### ZIEL 1
Beantworte bitte anhand des folgenden Artikels über die Bildungspolitik der CDU diese Fragen:
(a) Auf welche Wahl könnte die umstrittene Bildungspolitik laut dem Artikel ausstrahlen?
(b) In welcher Stadt trifft sich die Kanzlerin am Mittwoch mit den Länderchefs?
(c) Wozu wurde der schon länger geplante Qualifizierungsgipfel umgewidmet?

Süddeutsche Zeitung

Bildungspolitik der CDU:Das zerstrittene Klassenzimmer

Aus wahltaktischen Gründen will Merkel der Bildungspolitik neuen Schwung verleihen - doch ausgerechnet aus den CDU-Ländern schlägt der Kanzlerin Protest entgegen.

S. Braun

Angela Merkel hat genau hingesehen. Sie hat Wahlanalysen studiert, hat sich die Ergebnisse der jüngsten Landtagswahlen erklären lassen - und daraus Schlüsse gezogen.

Erstens: Wenn die Leute die Bildungspolitik schlecht finden, bestrafen sie die Regierung. Zweitens: In vielen Bundesländern ist die Bildungspolitik so umstritten, dass das auch auf die Bundestagswahl 2009 ausstrahlen könnte. Als Kanzlerin, so ihr Resümee, muss sie sich fortan besonders kümmern.

Aus dieser Stimmung heraus entstand Merkels Rede zur Bildungsrepublik Deutschland, gehalten im Frühjahr und gepaart mit der Ankündigung, sie werde Kitas, Schulen und Universitäten besuchen, um sich ein Bild von der Lage zu machen. Zur Krönung des Ganzen wurde der schon länger geplante Qualifizierungsgipfel zum Bildungsgipfel umgewidmet - als besonderes Zeichen der Entschlusskraft und der Volksnähe. Beides will sie besonders beweisen.

Wenn sich jetzt am Mittwoch die Kanzlerin mit den Länderchefs in Dresden treffen wird, könnte aus der großen Botschaft eine ziemlich kleine werden. Die Länder und der Bund haben sich massiv verhakt, ein Bündnis für den großen Wurf ist noch nicht in Reichweite.

### ZIEL 2
Finde in den Datensätzen unten jede Zeile, die das Wort „berry“ enthält, und gib diese Zeilen vollständig wieder. Groß- und Kleinschreibung ist dabei zu beachten.

Einträge zur Markierung von Objektpositionen:
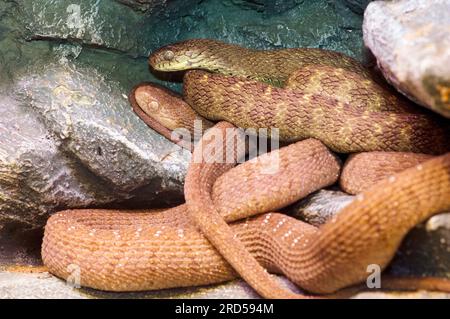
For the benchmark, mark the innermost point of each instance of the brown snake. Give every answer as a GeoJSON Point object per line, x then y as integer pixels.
{"type": "Point", "coordinates": [137, 253]}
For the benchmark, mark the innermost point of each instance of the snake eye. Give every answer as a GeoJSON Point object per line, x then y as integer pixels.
{"type": "Point", "coordinates": [168, 55]}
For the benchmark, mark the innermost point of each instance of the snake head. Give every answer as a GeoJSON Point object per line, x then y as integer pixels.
{"type": "Point", "coordinates": [189, 54]}
{"type": "Point", "coordinates": [158, 103]}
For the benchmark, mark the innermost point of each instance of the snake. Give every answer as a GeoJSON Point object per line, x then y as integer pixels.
{"type": "Point", "coordinates": [325, 260]}
{"type": "Point", "coordinates": [363, 170]}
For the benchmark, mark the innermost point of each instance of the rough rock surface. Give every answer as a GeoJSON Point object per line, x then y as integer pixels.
{"type": "Point", "coordinates": [70, 139]}
{"type": "Point", "coordinates": [45, 286]}
{"type": "Point", "coordinates": [411, 41]}
{"type": "Point", "coordinates": [320, 206]}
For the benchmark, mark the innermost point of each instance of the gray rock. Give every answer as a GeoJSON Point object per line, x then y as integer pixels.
{"type": "Point", "coordinates": [148, 6]}
{"type": "Point", "coordinates": [320, 206]}
{"type": "Point", "coordinates": [357, 6]}
{"type": "Point", "coordinates": [425, 251]}
{"type": "Point", "coordinates": [411, 41]}
{"type": "Point", "coordinates": [44, 286]}
{"type": "Point", "coordinates": [70, 139]}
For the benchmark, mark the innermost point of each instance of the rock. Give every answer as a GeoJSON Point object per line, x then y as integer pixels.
{"type": "Point", "coordinates": [357, 6]}
{"type": "Point", "coordinates": [320, 206]}
{"type": "Point", "coordinates": [148, 6]}
{"type": "Point", "coordinates": [411, 41]}
{"type": "Point", "coordinates": [425, 251]}
{"type": "Point", "coordinates": [70, 139]}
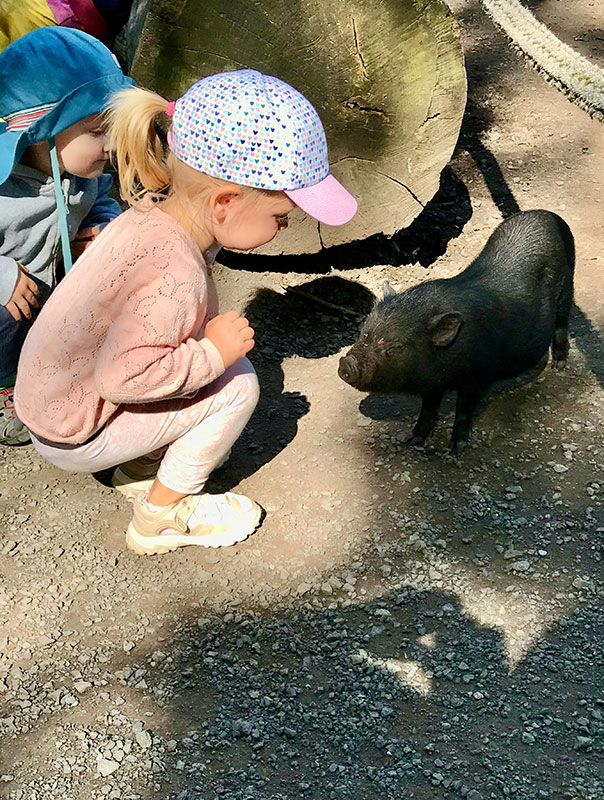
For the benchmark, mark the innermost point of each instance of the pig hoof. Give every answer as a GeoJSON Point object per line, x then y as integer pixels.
{"type": "Point", "coordinates": [458, 447]}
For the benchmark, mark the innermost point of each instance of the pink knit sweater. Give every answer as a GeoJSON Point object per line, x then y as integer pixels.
{"type": "Point", "coordinates": [125, 326]}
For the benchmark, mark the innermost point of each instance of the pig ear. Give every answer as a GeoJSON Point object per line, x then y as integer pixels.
{"type": "Point", "coordinates": [387, 290]}
{"type": "Point", "coordinates": [444, 328]}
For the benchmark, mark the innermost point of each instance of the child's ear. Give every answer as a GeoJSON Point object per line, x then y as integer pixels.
{"type": "Point", "coordinates": [221, 204]}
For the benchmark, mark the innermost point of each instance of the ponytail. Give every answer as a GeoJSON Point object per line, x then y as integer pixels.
{"type": "Point", "coordinates": [134, 143]}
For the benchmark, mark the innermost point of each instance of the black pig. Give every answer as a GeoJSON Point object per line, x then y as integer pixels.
{"type": "Point", "coordinates": [494, 320]}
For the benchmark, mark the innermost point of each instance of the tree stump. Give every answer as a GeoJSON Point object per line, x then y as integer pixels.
{"type": "Point", "coordinates": [386, 76]}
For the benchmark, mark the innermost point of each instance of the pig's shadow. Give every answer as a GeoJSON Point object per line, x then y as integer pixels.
{"type": "Point", "coordinates": [311, 320]}
{"type": "Point", "coordinates": [405, 407]}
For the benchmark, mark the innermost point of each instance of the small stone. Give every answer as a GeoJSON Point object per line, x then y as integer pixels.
{"type": "Point", "coordinates": [143, 739]}
{"type": "Point", "coordinates": [106, 766]}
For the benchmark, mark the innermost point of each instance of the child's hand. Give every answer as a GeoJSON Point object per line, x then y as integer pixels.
{"type": "Point", "coordinates": [83, 238]}
{"type": "Point", "coordinates": [24, 297]}
{"type": "Point", "coordinates": [231, 335]}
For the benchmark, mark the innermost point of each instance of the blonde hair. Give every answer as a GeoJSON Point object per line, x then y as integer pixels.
{"type": "Point", "coordinates": [134, 142]}
{"type": "Point", "coordinates": [144, 163]}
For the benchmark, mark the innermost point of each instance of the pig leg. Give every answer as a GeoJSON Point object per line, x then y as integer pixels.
{"type": "Point", "coordinates": [560, 340]}
{"type": "Point", "coordinates": [467, 400]}
{"type": "Point", "coordinates": [427, 418]}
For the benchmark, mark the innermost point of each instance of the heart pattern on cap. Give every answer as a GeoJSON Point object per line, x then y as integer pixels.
{"type": "Point", "coordinates": [252, 129]}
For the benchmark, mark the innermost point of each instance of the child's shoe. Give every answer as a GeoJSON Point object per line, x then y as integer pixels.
{"type": "Point", "coordinates": [208, 520]}
{"type": "Point", "coordinates": [134, 478]}
{"type": "Point", "coordinates": [12, 430]}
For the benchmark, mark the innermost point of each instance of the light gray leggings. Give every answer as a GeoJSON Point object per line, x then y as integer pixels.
{"type": "Point", "coordinates": [196, 432]}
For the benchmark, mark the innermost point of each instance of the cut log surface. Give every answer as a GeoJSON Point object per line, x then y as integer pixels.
{"type": "Point", "coordinates": [386, 76]}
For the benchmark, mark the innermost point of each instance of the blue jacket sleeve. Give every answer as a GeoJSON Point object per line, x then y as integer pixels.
{"type": "Point", "coordinates": [105, 208]}
{"type": "Point", "coordinates": [9, 272]}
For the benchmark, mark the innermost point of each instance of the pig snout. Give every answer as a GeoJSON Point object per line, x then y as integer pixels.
{"type": "Point", "coordinates": [349, 369]}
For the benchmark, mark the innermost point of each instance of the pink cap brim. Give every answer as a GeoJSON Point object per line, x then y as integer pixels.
{"type": "Point", "coordinates": [326, 201]}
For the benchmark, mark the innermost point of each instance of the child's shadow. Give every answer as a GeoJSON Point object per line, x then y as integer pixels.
{"type": "Point", "coordinates": [312, 320]}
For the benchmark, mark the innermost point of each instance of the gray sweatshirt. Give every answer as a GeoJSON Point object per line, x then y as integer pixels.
{"type": "Point", "coordinates": [29, 222]}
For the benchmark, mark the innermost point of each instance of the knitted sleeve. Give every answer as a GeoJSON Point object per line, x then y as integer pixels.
{"type": "Point", "coordinates": [153, 349]}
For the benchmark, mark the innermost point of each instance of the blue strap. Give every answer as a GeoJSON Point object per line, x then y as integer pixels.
{"type": "Point", "coordinates": [56, 177]}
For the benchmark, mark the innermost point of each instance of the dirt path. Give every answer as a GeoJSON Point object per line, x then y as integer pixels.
{"type": "Point", "coordinates": [403, 624]}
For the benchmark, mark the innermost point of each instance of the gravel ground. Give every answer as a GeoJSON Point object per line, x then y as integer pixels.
{"type": "Point", "coordinates": [404, 624]}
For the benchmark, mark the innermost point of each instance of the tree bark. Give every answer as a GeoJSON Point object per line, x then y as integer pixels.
{"type": "Point", "coordinates": [386, 76]}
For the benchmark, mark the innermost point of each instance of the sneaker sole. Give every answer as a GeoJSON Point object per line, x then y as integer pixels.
{"type": "Point", "coordinates": [156, 545]}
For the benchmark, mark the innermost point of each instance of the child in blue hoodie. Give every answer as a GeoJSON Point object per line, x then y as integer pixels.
{"type": "Point", "coordinates": [54, 84]}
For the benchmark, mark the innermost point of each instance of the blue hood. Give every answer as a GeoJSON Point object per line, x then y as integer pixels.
{"type": "Point", "coordinates": [50, 79]}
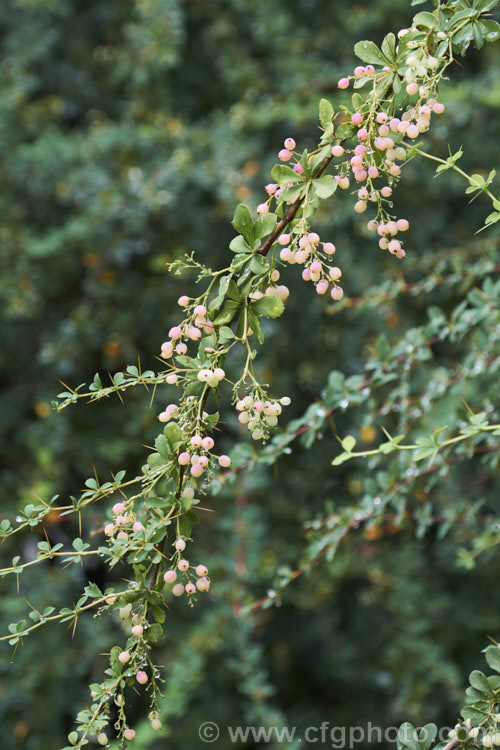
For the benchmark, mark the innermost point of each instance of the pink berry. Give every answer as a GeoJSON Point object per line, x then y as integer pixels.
{"type": "Point", "coordinates": [175, 333]}
{"type": "Point", "coordinates": [335, 273]}
{"type": "Point", "coordinates": [337, 293]}
{"type": "Point", "coordinates": [203, 584]}
{"type": "Point", "coordinates": [322, 287]}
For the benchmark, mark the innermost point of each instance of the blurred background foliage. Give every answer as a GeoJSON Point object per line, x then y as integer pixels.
{"type": "Point", "coordinates": [128, 133]}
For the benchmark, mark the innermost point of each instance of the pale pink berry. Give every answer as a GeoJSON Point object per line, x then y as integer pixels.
{"type": "Point", "coordinates": [203, 584]}
{"type": "Point", "coordinates": [175, 333]}
{"type": "Point", "coordinates": [322, 287]}
{"type": "Point", "coordinates": [335, 273]}
{"type": "Point", "coordinates": [337, 293]}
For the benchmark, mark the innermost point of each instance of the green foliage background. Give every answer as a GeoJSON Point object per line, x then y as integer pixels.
{"type": "Point", "coordinates": [128, 133]}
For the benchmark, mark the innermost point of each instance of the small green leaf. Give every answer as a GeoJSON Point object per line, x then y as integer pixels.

### VOLLSTÄNDIGE AUSGABE 1
(a) Auf die Bundestagswahl 2009.
(b) In Dresden.
(c) Zum Bildungsgipfel.

### VOLLSTÄNDIGE AUSGABE 2
For the benchmark, mark the innermost point of each instance of the pink berry. Give every answer as a GeoJSON Point object per line, x then y as integer pixels.
For the benchmark, mark the innermost point of each instance of the pale pink berry. Give every answer as a GeoJSON Point object per line, x then y as integer pixels.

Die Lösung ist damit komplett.